Aufgabe.
Gib die Zeilen aller folgenden Einträge als Markdown-Tabelle mit den Spalten „Nr.“ und „Zeile“ wieder. Leerzeilen entfallen, und die Bilder lässt du weg.

--- --- ---

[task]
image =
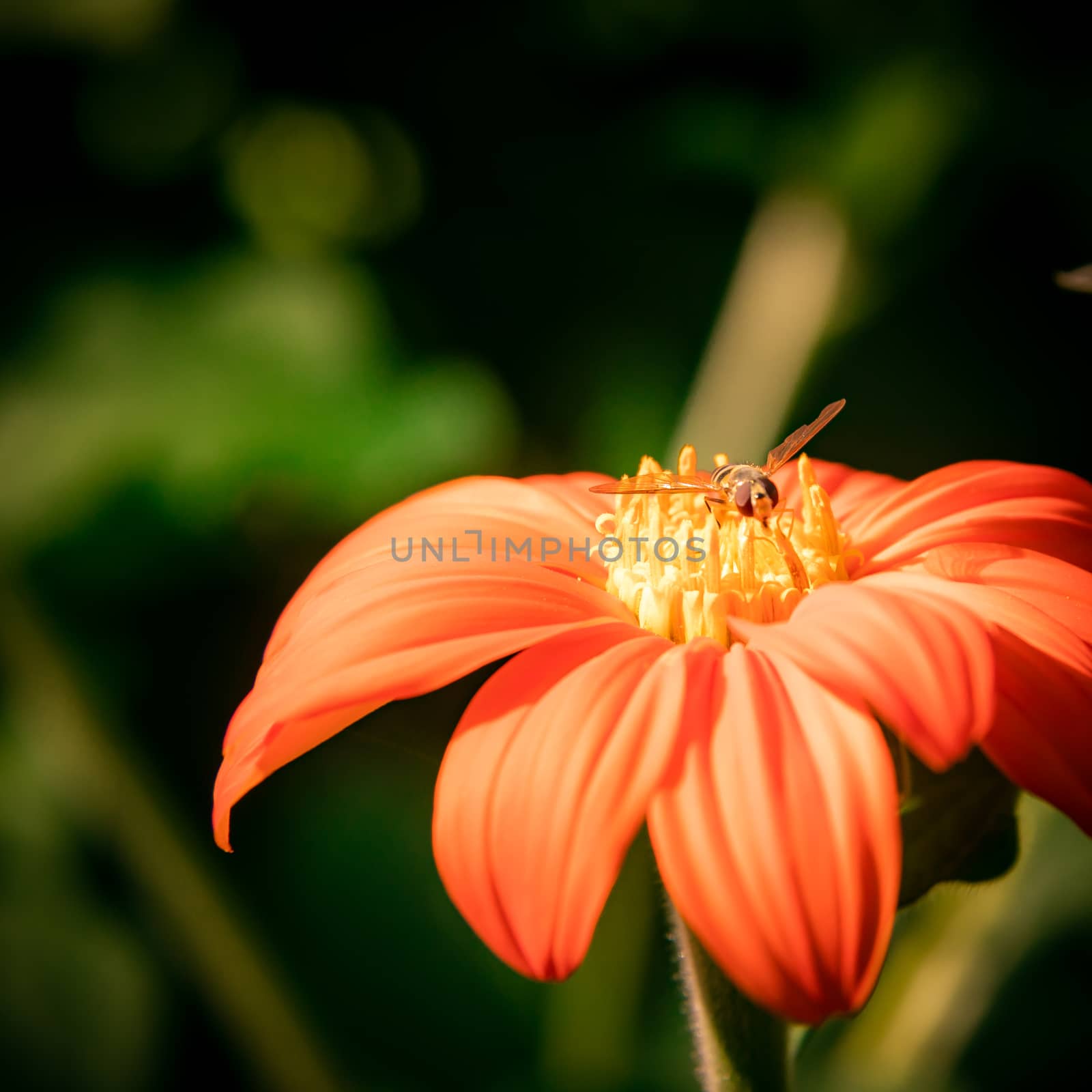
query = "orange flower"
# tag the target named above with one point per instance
(729, 696)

--- --- ---

Ausgabe.
| Nr. | Zeile |
|---|---|
| 1 | [task] |
| 2 | image = |
| 3 | query = "orange flower" |
| 4 | # tag the target named above with one point per instance |
| 5 | (729, 696) |